═════ TEXT PROVIDED
In the event that one state decides to act hostilely to another state to the extent of a threat or actual
use of force contrary to Article 2 (4), the offended state may as explained above act in self defence. Self
defence is a right to all states, prescribed by Article 51 of the UN Charter.

SELF DEFENCE, THE RIGHT

Article 51 of the Charter[16] provides the exception to the use of force of states, in scenarios where it is
required for collective self-defence. The UN General Assembly in 1965[17] emphasized that “no state
has the right to intervene, directly or indirectly for any reason whatsoever, in the internal or external
affairs of any other state.” Consequently, all forms of interference or attempted threats against the
personality of the state or against its political economic and cultural elements are condemned.

In the Caroline case 1837[18] British subjects seized and destroyed a vessel in an American port. It had
taken place because the Caroline had been supplying groups of American nationals who had been
conducting raids into Canadian territory. In the correspondence with the British authorities who
followed the incident, the American Secretary of State laid down the essentials of self-defence. There
had to exist a necessity of self-defence, instant, overwhelming, leaving no choice of means, and no
moment for deliberation. Not only were such conditions necessary before self-defence became
legitimate, but the action taken in pursuance of it must not be unreasonable or excessive, ‘since the act
justified by the necessity of self-defence, must be limited by that necessity and kept clearly within it’.
The principles were accepted by the British government at that time and are accepted as part of
customary international law.

Members of the UN can therefore on the prejudicial actions of one state towards another, take the
initiative under collective defence (an excuse used by the USA on numerous occasions such as the
Nicaragua case and the case against Afghanistan, to defend its otherwise hostile actions towards other
states) in order to defend sovereignty. For example, the Kuwait Invasion earlier mentioned was ended
when USA and the United Kingdom, both member states and Permanent Members of the Security
Council attacked Iraq’s forces in Kuwait and drove them back into Iraq.
══════════
═════ EXTRACTED RECORDS
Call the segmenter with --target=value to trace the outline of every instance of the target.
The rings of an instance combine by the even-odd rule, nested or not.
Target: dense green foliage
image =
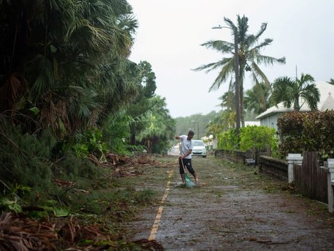
[[[267,126],[248,126],[240,130],[240,150],[258,152],[270,146],[271,152],[277,151],[278,139],[274,128]]]
[[[231,128],[217,136],[217,149],[224,150],[239,150],[239,138],[235,128]]]
[[[175,121],[155,75],[129,60],[136,28],[125,0],[0,1],[5,197],[68,206],[72,189],[56,180],[83,190],[108,153],[167,151]]]
[[[252,151],[253,153],[267,149],[267,146],[272,151],[277,150],[277,138],[275,129],[267,126],[248,126],[240,128],[238,137],[235,128],[230,129],[217,137],[217,147],[224,150]]]
[[[286,113],[277,126],[281,156],[316,151],[322,160],[334,157],[334,111]]]

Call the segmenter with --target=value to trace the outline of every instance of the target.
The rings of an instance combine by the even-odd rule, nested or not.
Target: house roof
[[[319,111],[326,111],[326,109],[334,109],[334,85],[325,82],[317,82],[315,83],[320,93],[320,100],[317,107]],[[303,100],[300,100],[300,103],[303,103]],[[301,107],[300,112],[310,112],[308,104],[305,102]],[[277,105],[267,109],[261,114],[258,115],[255,119],[260,119],[269,116],[271,114],[278,112],[293,112],[293,108],[286,108],[284,107],[283,102],[281,102]]]

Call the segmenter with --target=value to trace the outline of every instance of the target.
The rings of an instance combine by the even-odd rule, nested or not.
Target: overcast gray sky
[[[316,81],[334,78],[334,0],[128,0],[138,21],[130,59],[151,63],[156,93],[166,98],[173,118],[221,109],[218,98],[228,83],[209,93],[218,72],[191,69],[215,62],[222,54],[200,45],[209,40],[232,41],[224,17],[236,23],[248,18],[250,33],[267,22],[262,39],[273,42],[262,54],[286,57],[285,65],[262,67],[269,81],[308,73]],[[246,77],[245,90],[251,88]]]

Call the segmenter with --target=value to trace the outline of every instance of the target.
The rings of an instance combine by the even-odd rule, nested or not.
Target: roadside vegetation
[[[155,93],[150,63],[129,60],[138,26],[134,16],[125,0],[0,0],[0,227],[6,241],[0,249],[159,248],[154,243],[128,243],[118,225],[159,195],[145,184],[143,189],[120,185],[119,177],[141,175],[141,165],[168,165],[138,153],[166,153],[176,134],[165,98]],[[267,24],[250,35],[247,22],[238,16],[240,79],[248,71],[260,77],[256,86],[264,86],[259,96],[267,102],[269,83],[257,62],[284,63],[285,58],[262,55],[260,49],[272,41],[257,45]],[[232,51],[225,41],[203,45]],[[229,79],[232,61],[223,59],[212,90]],[[221,98],[223,111],[209,116],[207,125],[197,124],[201,136],[221,134],[221,139],[234,140],[229,131],[235,120],[230,82]],[[253,117],[268,104],[255,109],[252,96],[245,104]],[[270,130],[242,132],[231,147],[270,144],[273,149]],[[37,234],[41,228],[45,231]]]

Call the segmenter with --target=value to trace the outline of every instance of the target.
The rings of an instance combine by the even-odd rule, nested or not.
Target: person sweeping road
══════════
Repeat word for word the stretch from "SELF DEFENCE, THE" through "elements are condemned." in the passage on self-defence under the UN Charter.

**RESULT FOR THIS TASK:**
SELF DEFENCE, THE RIGHT

Article 51 of the Charter[16] provides the exception to the use of force of states, in scenarios where it is
required for collective self-defence. The UN General Assembly in 1965[17] emphasized that “no state
has the right to intervene, directly or indirectly for any reason whatsoever, in the internal or external
affairs of any other state.” Consequently, all forms of interference or attempted threats against the
personality of the state or against its political economic and cultural elements are condemned.